*Set problem*:
Resume the article on North Greenville University's Life Answers Team, writing on from its final paragraph.

*Supplied text*:
Behind the scenes of the Life Answers Team
Emily Gissandanner, Contributing Writer
If you overhear a discussion in the student center about the teleogical argument, the multiple attestations of the gospels or Plantinga’s evolutionary argument against naturalism, those students are probably members of the Life Answers Team.
The Life Answers Team is an apologetics ministry founded at North Greenville University in 2012 under the direction of Alex McFarland, director of Christian worldview and apologetics, and Tony Beam the vice president of student life. The nine student members on the team learn how to defend the Christian worldview through research and speaking engagements in local churches and Christian schools. North Greenville University is one of the few schools with this type of apologetics team.
“The word apologetics, it doesn’t mean to apologize, we’re not sorry for anything,” said Dylan Baxter, the student team leader, “It comes from the Greek word apologia, which simply means to give a defense.” 1 Peter 3:15 commands Christians to always be ready to give a defense for the hope that is within them, the hope of eternal life through Jesus Christ.
In all of the stories of how God has used apologetics to strengthen each student’s faith, there are both similar themes and nuances. Patrick Coggins, a senior team member said, “As a believer, it’s just awesome to see how God meets us in the most random circumstances ever, and how he meets us all individually in His own way.” These are two stories of doubt, revelation, and hope.
Patrick Coggins is a senior history major at NGU. Like a lot of his classmates, he grew up in a Christian home and was saved at age 15. During his sophomore year of college, he went through a period of doubt and questioning. “I was asking questions like, ‘Why is it reasonable to believe God exists when there’s all this pain, all this evil, all this suffering in the world?’” Coggins said.
Coggins struggled to defend Christianity against the loud voices of the new atheist movement and Islam. He found comfort in reading “The Case for Christ” by Lee Strobel and “Seeking Allah, Finding Jesus: A Devout Muslim Encounters Christianity” by Nabeel Qureshi. Even so, Coggins wanted to explore options other than Christianity for the answers he was looking for.
At the time, he was enrolled in a course on the history of Islam, so he decided to explore it as a worldview. “I wanted to make sure what I believed was true and that it could pass all of the tests like making sure the manuscripts are reliable, making sure the character of God is who He says he is,” Coggins recalled, “Needless to say, I didn’t find what I was looking for in Islam, at all.”

*Given data*:

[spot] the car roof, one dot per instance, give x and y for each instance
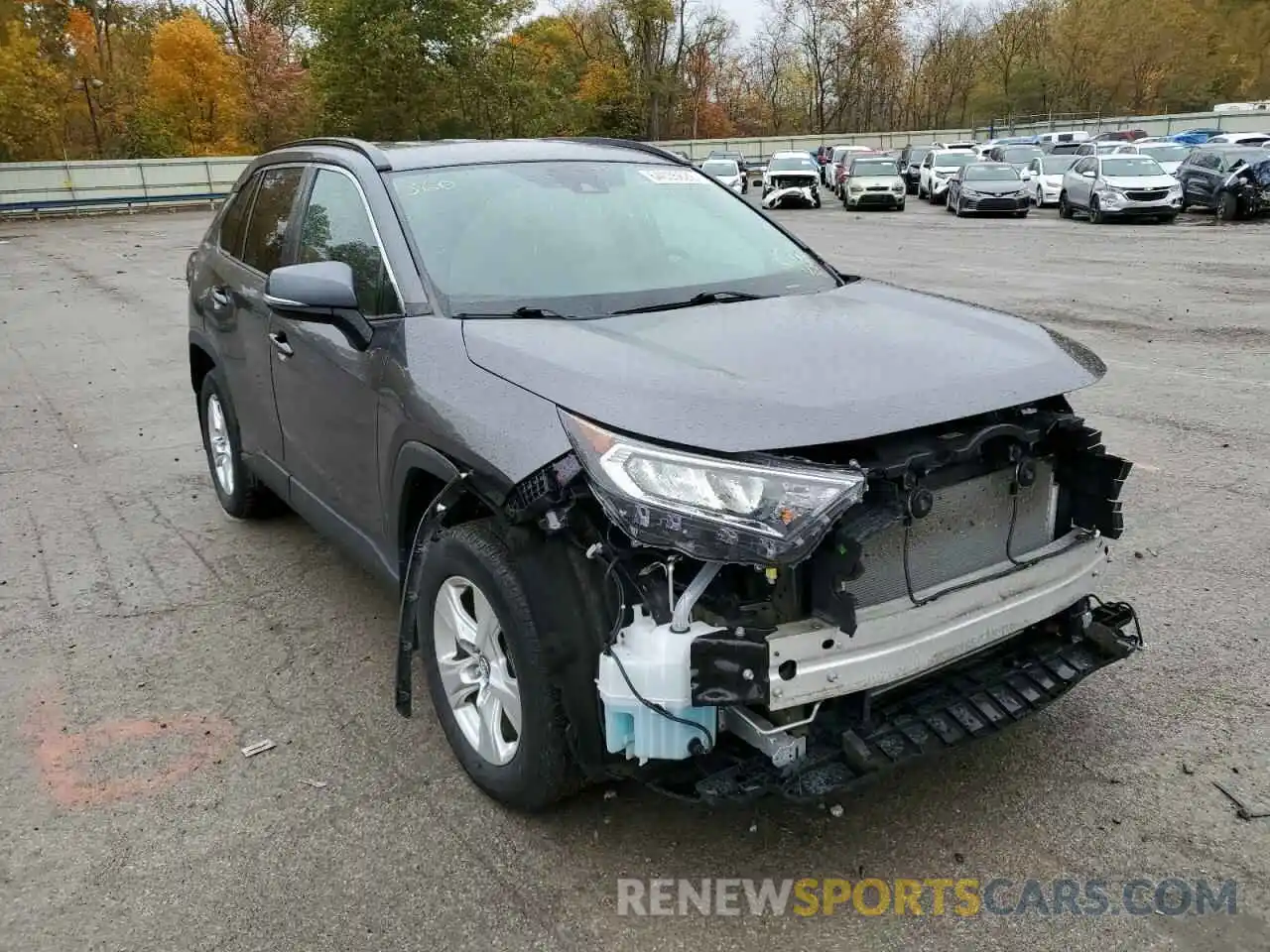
(400, 157)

*Output of the exercise*:
Through watching debates and reading the works of Christian apologists, Coggins learned how to answer some of these questions and better defend his faith. He took a class a class under Beam on modern cults during the spring of his junior year, who persuaded Coggins to apply for the Life Answers Team in the fall.
Coggins has spent the year researching and presenting on various topics like the arguments for God’s existence, proof of the resurrection and the problem with evil. “This semester we had a lot of questions about Islam, which I think is very important because Islam has been in the news a lot recently, but it was especially cool to answer given my history with Islam,” Coggins said.
Ultimately, he said using logic to defend faith has helped reinforce his own faith just as it has helped others. Coggins said, “ At the end of the day, God is so much bigger than all of those questions and He can stand up to those questions because He existed before those questions existed.”
Coggins will graduate in May 2016 and hopes to pursue a Master of Arts in Apologetics and Christian philosophy. He wants to be a professor of philosophy and apologetics at a private Christian college like North Greenville, or one of the seminaries.
Dylan Baxter is a senior Christian Studies major and team leader of the Life Answers Team. Baxter was saved at age 16 and found it necessary to use apologetics to defend his faith in his public high school. “It’s kind of like saying invention comes from necessity. Apologetics came from necessity too,” Baxter recalled, “Because if you don’t have they ‘why,’ then people will tear you up.”
Like Coggins, Baxter was also heavily influenced by the writings of Christian thinkers. He has most inspired by “Mere Christianity” by CS Lewis and “The Case for Christ” by Lee Strobel.
Most North Greenville students will agree that pursuing a Christian Studies degree while navigating the life changes of your early 20s is no easy feat. Baxter says that apologetics works as a kind of “safety net” for his faith when God otherwise feels absent in the trials of life.
“It’s really hard for me to reason my way out of God existing, Jesus rising from the dead, and things like that,” Baxter said, “So apologetics is kind of like a failsafe when my emotions are like, ‘You don’t want to believe this,’ but my reason says, ‘You HAVE to believe this.’”
Baxter said he is called into the ministry through pastoral work of some kind. He is the current youth pastor at Holly Ridge Baptist Church in Simpsonville. At the end of June, he will resign and move to Louisville, Ky. to start school at Southern Seminary.
A new generation of ten students will rise up to continue the Life Answers Team ministry in the fall of 2016. Students of all majors are encouraged to apply with Beam at the end of each semester.
Apologetics can be a useful tool for defending your faith to skeptics. However, these stories remind us that the loudest voice of disbelief often comes from within. The Life Answers Team often repeats 2 Corinthians 10:5 as a reminder of that dual-mission, “We destroy arguments and every lofty opinion raised against the knowledge of God, and take every thought captive to obey Christ.”